Data shown –

☆ ☆ ☆ ☆

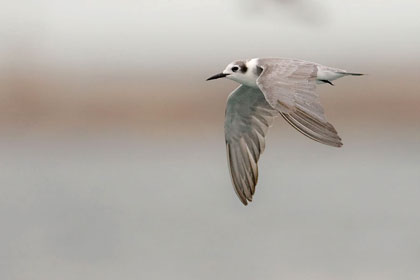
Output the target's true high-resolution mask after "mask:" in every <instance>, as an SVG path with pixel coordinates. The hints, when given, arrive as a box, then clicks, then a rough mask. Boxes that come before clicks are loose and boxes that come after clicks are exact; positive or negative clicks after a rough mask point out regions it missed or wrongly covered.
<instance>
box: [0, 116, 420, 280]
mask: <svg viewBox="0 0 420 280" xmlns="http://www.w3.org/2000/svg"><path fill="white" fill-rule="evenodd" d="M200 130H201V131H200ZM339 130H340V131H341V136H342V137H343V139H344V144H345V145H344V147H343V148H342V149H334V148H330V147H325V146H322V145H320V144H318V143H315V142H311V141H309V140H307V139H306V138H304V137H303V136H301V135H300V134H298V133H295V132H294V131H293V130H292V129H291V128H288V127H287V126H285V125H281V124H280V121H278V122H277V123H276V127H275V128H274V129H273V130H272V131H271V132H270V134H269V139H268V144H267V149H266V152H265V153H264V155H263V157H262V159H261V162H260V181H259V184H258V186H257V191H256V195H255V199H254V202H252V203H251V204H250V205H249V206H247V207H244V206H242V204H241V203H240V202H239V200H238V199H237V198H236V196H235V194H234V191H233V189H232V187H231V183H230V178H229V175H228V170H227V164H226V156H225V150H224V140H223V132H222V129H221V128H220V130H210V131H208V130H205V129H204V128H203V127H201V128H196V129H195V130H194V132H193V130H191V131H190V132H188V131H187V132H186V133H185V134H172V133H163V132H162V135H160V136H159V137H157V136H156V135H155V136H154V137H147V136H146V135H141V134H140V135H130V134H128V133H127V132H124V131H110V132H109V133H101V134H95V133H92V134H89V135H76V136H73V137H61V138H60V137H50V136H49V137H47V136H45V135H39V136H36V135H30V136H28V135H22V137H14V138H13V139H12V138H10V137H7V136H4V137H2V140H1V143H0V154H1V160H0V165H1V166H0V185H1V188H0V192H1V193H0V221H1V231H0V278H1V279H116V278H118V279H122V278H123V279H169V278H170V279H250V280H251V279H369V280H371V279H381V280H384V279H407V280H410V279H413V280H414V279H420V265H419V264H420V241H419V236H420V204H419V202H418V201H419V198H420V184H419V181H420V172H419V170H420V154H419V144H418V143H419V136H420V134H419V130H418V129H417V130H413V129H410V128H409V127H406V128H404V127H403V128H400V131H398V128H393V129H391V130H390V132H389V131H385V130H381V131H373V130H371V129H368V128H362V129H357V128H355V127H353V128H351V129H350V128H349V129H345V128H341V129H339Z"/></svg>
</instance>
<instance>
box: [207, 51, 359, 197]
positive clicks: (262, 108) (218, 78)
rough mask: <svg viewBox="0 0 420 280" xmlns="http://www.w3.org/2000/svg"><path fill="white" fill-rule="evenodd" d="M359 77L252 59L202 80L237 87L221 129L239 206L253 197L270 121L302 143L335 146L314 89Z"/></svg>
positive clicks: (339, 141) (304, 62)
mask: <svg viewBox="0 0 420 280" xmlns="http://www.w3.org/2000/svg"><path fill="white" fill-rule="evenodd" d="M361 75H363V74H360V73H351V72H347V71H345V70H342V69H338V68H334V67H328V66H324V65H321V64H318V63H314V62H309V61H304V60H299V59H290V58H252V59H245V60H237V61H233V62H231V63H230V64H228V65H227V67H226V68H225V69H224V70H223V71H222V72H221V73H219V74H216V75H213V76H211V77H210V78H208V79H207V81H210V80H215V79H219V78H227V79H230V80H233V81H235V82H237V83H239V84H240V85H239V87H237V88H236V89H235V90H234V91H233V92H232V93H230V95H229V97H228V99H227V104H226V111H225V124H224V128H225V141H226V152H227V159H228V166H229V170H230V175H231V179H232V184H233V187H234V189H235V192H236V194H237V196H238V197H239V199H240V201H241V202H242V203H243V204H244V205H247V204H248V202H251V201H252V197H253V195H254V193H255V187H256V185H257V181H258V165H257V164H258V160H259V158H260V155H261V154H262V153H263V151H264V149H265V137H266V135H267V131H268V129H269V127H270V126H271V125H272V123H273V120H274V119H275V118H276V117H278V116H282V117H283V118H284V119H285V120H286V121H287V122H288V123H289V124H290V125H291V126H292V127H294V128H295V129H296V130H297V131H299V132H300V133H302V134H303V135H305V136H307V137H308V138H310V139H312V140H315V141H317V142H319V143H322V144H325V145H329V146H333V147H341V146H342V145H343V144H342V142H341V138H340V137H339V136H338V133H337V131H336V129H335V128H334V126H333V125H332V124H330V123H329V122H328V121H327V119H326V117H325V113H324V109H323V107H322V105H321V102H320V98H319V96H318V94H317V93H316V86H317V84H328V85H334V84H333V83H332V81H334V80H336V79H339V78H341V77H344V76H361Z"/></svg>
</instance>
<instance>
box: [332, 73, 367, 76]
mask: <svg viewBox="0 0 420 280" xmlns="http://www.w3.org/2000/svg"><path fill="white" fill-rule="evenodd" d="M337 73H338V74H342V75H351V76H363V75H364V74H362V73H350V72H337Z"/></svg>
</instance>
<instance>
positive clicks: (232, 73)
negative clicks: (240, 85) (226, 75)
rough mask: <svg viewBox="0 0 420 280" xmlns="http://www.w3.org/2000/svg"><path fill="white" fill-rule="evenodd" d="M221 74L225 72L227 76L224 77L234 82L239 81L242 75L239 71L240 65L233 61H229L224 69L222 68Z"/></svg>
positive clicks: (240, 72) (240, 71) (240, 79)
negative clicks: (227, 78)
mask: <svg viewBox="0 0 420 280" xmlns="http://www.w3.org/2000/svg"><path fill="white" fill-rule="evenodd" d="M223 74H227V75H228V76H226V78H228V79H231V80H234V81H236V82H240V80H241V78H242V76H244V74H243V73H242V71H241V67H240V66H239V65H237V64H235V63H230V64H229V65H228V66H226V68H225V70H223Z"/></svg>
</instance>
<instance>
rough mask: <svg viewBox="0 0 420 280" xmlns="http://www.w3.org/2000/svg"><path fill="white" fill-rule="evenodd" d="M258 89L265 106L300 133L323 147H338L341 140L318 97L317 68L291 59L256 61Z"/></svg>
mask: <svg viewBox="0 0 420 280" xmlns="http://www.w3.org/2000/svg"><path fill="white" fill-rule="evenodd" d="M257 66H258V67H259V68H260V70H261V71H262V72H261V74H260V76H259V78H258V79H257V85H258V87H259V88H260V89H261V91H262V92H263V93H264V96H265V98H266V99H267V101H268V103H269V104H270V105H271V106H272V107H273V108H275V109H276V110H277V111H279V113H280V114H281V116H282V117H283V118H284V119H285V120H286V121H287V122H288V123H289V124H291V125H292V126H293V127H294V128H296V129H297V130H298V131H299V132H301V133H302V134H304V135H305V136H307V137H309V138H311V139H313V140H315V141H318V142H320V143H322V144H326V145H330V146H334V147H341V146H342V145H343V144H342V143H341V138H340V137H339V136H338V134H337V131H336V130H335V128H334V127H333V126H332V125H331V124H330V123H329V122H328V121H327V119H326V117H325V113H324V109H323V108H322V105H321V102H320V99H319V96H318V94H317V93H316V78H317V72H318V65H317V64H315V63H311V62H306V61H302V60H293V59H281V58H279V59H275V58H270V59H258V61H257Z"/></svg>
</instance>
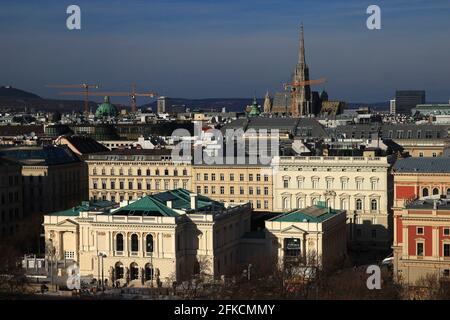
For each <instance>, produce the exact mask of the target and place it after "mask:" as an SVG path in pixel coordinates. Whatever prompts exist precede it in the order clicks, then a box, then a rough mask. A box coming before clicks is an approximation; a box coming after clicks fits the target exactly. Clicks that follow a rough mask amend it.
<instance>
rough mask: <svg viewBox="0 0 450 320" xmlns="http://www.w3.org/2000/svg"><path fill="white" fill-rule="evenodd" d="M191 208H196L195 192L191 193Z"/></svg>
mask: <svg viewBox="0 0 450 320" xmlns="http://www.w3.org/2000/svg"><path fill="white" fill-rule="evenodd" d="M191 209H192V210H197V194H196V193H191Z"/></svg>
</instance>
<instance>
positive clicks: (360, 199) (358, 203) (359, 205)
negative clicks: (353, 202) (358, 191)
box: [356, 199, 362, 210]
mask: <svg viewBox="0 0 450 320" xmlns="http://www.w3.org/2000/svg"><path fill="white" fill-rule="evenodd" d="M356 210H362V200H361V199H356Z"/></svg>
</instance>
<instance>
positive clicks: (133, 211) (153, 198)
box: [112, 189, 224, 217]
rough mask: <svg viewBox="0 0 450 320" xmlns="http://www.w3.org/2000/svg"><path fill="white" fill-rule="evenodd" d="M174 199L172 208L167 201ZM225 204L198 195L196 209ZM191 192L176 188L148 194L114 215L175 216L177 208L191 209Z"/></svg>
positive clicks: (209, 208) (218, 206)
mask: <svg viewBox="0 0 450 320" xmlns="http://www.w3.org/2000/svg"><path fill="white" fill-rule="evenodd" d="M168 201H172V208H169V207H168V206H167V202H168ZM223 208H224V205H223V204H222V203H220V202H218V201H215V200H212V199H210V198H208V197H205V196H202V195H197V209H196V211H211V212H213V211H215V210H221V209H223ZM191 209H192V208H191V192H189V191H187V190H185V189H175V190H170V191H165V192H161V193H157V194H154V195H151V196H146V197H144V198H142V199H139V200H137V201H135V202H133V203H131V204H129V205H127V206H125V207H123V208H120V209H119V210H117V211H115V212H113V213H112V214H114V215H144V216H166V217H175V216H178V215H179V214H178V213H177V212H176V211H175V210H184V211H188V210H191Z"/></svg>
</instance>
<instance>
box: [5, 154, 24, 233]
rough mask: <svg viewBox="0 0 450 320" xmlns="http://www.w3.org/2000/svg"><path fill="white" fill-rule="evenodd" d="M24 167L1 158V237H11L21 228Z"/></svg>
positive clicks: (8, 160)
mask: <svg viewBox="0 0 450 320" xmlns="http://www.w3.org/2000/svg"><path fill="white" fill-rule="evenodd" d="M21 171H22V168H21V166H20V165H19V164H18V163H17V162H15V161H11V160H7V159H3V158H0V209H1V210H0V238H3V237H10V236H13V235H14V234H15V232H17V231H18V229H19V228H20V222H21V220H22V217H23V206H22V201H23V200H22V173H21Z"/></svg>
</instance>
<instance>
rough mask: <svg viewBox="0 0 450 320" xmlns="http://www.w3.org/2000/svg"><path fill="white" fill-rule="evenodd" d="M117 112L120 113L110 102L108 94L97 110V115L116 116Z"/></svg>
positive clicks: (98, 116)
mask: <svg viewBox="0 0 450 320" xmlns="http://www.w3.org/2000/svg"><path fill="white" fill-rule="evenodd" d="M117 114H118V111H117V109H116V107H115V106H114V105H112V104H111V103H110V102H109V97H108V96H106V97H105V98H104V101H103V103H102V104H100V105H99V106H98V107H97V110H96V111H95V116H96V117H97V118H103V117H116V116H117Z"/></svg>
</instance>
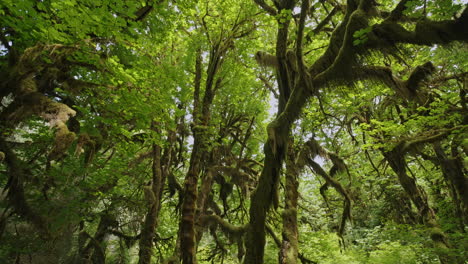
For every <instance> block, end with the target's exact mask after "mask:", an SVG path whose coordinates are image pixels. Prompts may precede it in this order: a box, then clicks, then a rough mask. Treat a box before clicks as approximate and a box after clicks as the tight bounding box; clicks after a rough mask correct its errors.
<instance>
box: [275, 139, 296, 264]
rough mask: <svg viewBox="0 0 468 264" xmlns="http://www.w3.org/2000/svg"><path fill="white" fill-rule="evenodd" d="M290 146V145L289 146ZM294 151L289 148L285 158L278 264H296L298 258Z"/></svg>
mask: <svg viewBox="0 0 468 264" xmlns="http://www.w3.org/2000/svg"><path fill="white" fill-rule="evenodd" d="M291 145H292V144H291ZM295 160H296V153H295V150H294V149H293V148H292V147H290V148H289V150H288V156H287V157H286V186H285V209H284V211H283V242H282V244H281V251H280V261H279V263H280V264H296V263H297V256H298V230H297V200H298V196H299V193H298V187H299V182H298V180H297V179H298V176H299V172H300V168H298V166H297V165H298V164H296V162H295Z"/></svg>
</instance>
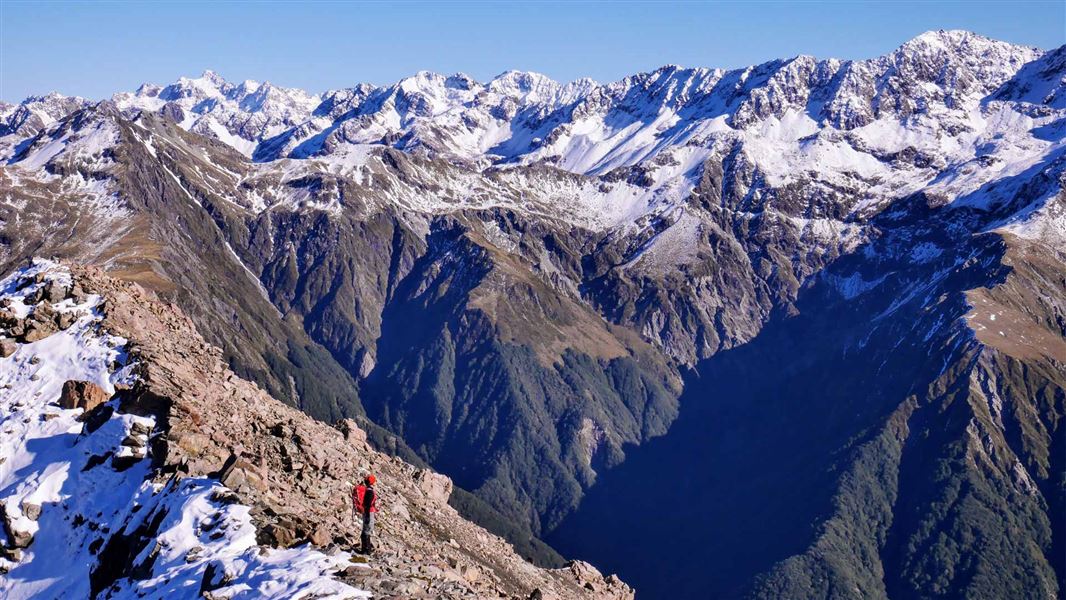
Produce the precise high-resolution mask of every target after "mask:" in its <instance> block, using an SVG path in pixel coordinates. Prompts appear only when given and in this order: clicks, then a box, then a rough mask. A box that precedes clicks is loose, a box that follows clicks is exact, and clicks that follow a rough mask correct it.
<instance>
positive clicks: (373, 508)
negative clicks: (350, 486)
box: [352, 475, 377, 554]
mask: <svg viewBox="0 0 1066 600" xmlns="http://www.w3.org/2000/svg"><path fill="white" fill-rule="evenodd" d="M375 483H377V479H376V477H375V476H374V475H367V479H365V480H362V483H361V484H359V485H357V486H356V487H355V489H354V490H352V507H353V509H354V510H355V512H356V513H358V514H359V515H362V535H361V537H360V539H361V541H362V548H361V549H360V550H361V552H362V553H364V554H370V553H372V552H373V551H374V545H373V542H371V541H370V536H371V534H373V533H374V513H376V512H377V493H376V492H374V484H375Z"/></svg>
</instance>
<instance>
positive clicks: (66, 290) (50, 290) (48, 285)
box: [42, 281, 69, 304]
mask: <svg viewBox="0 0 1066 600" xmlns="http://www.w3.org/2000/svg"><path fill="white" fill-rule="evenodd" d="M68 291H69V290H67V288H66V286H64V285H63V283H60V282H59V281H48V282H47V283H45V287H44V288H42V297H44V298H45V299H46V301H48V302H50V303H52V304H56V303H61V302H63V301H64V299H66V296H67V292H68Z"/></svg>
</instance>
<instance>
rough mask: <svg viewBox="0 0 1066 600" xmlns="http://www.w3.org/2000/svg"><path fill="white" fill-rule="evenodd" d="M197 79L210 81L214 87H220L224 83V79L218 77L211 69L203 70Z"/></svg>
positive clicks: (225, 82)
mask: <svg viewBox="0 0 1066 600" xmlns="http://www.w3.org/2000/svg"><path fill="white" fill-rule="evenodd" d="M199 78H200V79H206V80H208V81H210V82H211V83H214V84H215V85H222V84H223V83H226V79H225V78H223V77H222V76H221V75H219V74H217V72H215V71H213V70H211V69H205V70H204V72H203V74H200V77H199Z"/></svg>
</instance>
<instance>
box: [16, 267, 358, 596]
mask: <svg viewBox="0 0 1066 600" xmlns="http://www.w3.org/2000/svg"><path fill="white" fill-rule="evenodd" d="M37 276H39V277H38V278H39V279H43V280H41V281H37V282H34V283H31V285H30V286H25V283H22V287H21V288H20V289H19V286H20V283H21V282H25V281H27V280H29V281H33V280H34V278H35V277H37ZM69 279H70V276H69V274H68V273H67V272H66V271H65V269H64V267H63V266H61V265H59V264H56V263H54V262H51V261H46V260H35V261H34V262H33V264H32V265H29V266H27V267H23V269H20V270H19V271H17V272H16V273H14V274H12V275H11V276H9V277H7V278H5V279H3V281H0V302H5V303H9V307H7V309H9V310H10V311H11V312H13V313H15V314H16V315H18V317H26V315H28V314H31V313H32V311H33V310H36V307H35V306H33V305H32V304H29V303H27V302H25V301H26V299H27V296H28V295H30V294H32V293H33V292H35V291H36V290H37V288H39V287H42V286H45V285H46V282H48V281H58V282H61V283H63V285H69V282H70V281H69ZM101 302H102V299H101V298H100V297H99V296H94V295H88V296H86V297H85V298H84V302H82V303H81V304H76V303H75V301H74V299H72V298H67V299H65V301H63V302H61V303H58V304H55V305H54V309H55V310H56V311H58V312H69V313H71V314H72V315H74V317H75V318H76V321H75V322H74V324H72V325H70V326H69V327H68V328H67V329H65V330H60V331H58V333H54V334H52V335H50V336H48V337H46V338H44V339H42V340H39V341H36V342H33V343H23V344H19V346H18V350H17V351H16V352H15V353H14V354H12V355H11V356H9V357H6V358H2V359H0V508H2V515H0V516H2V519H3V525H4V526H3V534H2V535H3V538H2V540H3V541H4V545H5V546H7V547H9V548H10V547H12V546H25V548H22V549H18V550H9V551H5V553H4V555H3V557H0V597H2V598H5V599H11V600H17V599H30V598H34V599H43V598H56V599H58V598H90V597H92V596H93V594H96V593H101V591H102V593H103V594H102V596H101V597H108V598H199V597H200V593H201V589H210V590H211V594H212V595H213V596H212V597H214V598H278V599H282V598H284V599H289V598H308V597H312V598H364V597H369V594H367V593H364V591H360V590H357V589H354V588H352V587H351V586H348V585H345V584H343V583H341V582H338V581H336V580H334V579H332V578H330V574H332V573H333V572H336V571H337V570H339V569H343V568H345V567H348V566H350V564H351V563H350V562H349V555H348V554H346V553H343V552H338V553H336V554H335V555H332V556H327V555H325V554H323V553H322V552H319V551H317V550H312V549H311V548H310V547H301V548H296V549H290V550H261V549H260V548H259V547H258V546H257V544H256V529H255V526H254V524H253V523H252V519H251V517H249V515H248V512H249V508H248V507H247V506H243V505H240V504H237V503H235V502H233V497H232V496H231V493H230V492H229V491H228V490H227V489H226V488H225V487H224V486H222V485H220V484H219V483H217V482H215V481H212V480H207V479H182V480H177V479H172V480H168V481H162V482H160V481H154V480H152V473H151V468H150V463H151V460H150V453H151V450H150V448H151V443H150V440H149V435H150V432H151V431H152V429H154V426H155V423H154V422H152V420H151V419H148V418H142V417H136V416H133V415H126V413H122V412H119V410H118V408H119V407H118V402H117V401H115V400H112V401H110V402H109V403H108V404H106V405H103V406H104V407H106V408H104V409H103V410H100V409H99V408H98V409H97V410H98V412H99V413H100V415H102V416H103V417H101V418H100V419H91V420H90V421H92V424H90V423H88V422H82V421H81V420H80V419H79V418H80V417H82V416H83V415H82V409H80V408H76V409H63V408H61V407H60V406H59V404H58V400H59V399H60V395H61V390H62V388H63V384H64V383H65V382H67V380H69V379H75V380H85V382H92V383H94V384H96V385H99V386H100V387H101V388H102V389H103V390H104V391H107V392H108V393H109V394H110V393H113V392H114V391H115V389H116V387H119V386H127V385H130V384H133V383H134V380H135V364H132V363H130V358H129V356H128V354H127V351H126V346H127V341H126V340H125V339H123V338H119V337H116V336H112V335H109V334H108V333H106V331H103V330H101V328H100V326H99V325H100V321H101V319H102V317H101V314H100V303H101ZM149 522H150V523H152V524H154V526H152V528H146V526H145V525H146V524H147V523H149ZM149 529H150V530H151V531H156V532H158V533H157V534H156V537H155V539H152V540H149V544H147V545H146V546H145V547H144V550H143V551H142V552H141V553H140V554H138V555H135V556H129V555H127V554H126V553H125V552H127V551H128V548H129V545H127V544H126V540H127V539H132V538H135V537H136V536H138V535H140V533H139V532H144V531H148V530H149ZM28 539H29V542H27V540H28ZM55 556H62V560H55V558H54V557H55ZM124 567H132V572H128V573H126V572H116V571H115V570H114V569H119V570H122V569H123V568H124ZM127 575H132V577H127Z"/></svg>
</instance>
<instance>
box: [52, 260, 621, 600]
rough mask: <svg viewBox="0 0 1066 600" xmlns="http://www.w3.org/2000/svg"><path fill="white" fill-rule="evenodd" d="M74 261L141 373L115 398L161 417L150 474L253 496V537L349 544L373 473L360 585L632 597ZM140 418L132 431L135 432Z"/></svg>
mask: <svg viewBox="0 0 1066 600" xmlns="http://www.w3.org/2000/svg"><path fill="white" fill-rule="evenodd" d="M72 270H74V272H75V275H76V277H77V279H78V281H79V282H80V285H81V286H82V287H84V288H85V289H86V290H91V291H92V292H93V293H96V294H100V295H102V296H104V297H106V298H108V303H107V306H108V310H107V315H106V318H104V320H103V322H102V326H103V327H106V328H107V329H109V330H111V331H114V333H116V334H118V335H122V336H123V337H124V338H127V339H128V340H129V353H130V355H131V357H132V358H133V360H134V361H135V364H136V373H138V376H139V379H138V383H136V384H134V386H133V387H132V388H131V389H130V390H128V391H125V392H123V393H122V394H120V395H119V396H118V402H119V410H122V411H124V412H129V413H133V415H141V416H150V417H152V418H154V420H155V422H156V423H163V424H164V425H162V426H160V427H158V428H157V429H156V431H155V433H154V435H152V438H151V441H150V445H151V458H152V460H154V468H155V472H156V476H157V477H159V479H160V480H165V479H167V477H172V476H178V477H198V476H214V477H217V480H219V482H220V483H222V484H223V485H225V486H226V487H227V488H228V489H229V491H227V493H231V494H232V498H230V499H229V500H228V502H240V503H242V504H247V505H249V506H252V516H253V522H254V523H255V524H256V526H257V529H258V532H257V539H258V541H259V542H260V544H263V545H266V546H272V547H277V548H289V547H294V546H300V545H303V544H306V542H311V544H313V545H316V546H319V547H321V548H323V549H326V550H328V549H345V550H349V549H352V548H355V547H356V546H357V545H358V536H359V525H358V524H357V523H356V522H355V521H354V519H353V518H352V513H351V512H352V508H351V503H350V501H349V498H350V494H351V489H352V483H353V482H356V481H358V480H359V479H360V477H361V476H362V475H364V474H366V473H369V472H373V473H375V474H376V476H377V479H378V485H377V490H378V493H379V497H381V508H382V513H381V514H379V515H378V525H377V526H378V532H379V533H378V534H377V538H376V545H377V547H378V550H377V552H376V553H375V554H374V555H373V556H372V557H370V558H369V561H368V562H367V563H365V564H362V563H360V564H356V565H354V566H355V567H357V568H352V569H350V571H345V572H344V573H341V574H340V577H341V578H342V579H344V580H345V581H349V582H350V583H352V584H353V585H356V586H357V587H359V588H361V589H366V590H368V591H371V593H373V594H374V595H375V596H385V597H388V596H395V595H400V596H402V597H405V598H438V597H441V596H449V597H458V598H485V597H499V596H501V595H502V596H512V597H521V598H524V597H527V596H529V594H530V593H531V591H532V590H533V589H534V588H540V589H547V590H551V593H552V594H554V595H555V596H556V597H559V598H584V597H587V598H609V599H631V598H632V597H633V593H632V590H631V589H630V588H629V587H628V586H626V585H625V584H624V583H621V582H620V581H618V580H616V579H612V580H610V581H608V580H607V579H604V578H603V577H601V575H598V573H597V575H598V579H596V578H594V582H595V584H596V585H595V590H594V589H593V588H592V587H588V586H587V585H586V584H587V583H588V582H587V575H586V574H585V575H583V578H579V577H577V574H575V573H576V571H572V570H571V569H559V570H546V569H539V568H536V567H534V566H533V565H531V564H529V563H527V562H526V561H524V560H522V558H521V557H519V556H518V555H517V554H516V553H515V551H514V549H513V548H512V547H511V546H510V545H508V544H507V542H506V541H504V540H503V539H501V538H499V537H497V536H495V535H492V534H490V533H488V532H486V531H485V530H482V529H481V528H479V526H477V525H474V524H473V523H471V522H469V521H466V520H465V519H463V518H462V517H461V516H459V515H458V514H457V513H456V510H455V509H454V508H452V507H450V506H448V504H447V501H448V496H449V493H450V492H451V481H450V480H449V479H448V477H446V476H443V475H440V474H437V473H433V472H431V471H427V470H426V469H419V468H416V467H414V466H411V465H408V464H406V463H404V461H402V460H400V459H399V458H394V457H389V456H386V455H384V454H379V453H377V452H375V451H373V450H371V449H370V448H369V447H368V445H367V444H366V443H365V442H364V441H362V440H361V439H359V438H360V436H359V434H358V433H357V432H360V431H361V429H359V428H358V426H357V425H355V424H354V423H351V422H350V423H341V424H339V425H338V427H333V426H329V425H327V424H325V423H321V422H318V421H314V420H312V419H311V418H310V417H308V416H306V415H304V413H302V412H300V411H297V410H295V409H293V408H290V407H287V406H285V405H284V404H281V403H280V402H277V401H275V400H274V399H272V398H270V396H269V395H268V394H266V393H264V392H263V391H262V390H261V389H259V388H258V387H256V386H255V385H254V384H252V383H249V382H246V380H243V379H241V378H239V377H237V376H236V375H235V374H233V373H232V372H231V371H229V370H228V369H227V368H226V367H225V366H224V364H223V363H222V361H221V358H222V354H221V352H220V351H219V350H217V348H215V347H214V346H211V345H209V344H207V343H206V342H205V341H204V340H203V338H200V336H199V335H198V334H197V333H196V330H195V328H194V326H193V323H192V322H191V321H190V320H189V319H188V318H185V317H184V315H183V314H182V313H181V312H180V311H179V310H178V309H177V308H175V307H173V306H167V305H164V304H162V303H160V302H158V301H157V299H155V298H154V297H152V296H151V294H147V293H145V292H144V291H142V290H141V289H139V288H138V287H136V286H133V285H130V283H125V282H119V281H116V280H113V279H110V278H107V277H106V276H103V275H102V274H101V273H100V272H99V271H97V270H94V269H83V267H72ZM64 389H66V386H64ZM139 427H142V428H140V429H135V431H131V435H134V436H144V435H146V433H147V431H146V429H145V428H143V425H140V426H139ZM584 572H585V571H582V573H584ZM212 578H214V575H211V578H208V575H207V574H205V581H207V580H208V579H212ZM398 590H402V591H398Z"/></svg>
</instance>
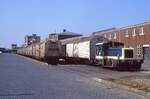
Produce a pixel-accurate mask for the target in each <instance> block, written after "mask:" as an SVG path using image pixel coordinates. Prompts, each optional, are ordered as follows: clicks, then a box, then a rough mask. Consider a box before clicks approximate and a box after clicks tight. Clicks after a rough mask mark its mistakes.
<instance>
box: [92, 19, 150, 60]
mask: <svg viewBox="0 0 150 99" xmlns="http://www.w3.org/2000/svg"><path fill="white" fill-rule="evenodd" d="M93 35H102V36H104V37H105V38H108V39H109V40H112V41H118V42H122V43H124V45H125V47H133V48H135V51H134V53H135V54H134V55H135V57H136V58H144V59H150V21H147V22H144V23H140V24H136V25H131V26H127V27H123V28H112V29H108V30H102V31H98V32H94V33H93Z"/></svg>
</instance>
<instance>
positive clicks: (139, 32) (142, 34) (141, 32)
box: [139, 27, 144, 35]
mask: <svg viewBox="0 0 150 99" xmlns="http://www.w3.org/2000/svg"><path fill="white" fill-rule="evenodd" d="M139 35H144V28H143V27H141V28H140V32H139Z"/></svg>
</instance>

☆ ☆ ☆ ☆

Exercise prompt –
Could you switch "clicks" to "taps" in the lines between the start of the entries and the line holding "box: [0, 116, 420, 280]", inclusive, leaving the pictures out and everything else unchanged?

Solution to the exercise –
Output the target's true high-resolution mask after "mask:" in every <instance>, as an SVG path with pixel coordinates. The hints, when given, arrive as a box, then taps, then a rough mask. Boxes that come before taps are loose and boxes that come after taps are exact; positive or negative taps after a rough mask point out regions it missed or wrongly covered.
<instance>
box: [0, 116, 420, 280]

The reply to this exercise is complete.